Collected data

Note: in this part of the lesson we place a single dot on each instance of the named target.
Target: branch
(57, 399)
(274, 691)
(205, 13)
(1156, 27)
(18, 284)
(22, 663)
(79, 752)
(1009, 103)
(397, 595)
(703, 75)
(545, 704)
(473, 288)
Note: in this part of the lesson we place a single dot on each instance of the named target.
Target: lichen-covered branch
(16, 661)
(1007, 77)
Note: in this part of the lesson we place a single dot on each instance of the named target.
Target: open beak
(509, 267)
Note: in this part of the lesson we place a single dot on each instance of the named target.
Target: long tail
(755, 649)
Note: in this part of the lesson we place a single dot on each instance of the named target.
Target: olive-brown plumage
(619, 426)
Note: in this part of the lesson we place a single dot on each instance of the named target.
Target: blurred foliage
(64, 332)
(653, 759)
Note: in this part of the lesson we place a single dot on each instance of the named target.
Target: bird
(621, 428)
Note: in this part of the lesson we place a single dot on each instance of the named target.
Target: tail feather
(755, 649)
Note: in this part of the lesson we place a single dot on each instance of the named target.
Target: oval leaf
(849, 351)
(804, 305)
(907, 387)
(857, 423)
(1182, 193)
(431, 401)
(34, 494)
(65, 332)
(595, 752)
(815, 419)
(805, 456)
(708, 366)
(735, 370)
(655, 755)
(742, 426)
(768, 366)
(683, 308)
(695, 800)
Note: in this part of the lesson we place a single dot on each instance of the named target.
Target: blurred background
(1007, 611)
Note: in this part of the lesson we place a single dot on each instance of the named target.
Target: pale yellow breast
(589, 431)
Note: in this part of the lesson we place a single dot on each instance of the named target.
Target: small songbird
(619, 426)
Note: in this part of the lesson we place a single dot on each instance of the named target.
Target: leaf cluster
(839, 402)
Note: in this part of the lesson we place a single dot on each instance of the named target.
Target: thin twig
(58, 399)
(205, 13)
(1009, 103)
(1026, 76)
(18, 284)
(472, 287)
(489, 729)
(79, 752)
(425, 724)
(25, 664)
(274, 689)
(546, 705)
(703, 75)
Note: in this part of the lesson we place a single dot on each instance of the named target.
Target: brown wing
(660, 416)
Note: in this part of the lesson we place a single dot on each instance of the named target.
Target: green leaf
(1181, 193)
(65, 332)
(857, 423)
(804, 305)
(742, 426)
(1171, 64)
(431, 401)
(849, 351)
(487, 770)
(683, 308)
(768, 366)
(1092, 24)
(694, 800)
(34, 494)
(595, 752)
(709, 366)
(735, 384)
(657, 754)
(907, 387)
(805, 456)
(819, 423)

AIM OF THE EXERCISE:
Repeat the data precisely, line by line.

RESPONSE:
Note: in this part of the lesson we place a single dot on each instance of the named target.
Target: branch
(57, 399)
(274, 691)
(205, 13)
(1156, 27)
(18, 284)
(22, 663)
(79, 752)
(1009, 103)
(397, 595)
(703, 75)
(545, 704)
(473, 288)
Note: in this part of the lesson we place a single dot on each instance of the named target.
Target: lichen-covered branch
(16, 661)
(1007, 77)
Note: in this part of the lesson we place a single dot on each instance of the named target.
Target: open beak
(509, 267)
Note: in this part of the lesson we place a single dot on each instance of the named target.
Target: long tail
(755, 649)
Note: in this part of the lesson we place a single dot on each instance of the named target.
Target: olive-brown plumage
(619, 426)
Note: in this part of the lesson we place a single dot on each instance of the named target.
Target: blurred foliage
(64, 332)
(653, 759)
Note: in this part of the lesson we place a single dot on each instance of the named target.
Target: bird
(621, 428)
Note: in this part of the lesson we place a single dot on each instance of the named target.
Target: tail feather
(755, 649)
Note: in this part of the lesson we place a single dot on each instance of the named target.
Target: oval leaf
(849, 351)
(804, 305)
(907, 387)
(857, 423)
(1182, 193)
(431, 401)
(34, 494)
(65, 332)
(595, 752)
(815, 419)
(805, 456)
(708, 366)
(735, 370)
(655, 755)
(742, 426)
(768, 366)
(683, 308)
(695, 800)
Note: in this part of the lesson we place a single dot on each instance of the named target.
Target: blurred background
(1007, 611)
Note: in this part of the lesson we place a single dot on each instance of the named target.
Target: pale yellow breast
(589, 431)
Note: in this part of the lesson we place a single dot on each instance of the named target.
Target: small songbird
(619, 426)
Note: in this part of the lesson we place a single dot on each instance of the named target.
Target: leaf cluster
(839, 402)
Note: in this part of the lesson we place a single dot on each instance of the named target.
Target: thin twig
(58, 399)
(205, 13)
(1009, 103)
(1026, 76)
(18, 284)
(472, 287)
(489, 729)
(79, 752)
(425, 724)
(25, 664)
(274, 689)
(546, 705)
(703, 75)
Note: in this part of the lesson we place a single dot on each instance of the named target.
Target: brown wing
(660, 416)
Note: in this part of the lesson we place a single dot on each instance of the named target.
Target: green leaf
(1181, 193)
(65, 332)
(857, 423)
(804, 305)
(742, 426)
(1171, 64)
(431, 401)
(849, 351)
(487, 770)
(683, 308)
(768, 366)
(1092, 24)
(694, 800)
(34, 494)
(595, 752)
(709, 366)
(735, 384)
(657, 754)
(907, 387)
(805, 456)
(819, 423)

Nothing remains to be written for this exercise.